#### SET PROBLEM
Reproduce each row below verbatim, omitting the picture.

#### ENTRIES
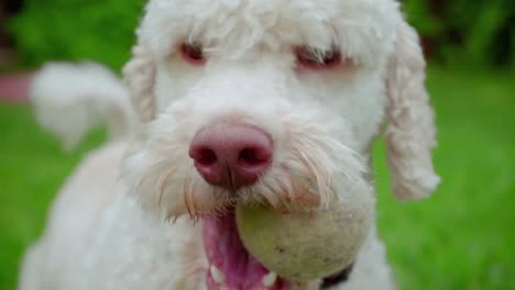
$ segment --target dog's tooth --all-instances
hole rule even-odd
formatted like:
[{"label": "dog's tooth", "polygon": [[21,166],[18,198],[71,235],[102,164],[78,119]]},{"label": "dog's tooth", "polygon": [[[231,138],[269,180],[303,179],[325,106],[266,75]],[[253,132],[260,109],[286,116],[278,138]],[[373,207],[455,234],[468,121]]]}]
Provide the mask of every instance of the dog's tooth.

#### EXPECTED ANSWER
$ segment --target dog's tooth --all-instances
hole rule even-odd
formatted like:
[{"label": "dog's tooth", "polygon": [[21,166],[18,198],[71,235],[102,164],[78,119]]},{"label": "dog's tooth", "polygon": [[[231,138],[269,180],[303,179],[325,106],[266,75]],[[253,132],[260,109],[286,116],[278,138]],[[373,207],[455,234],[468,121]]]}]
Provide the mask of every instance of the dog's tooth.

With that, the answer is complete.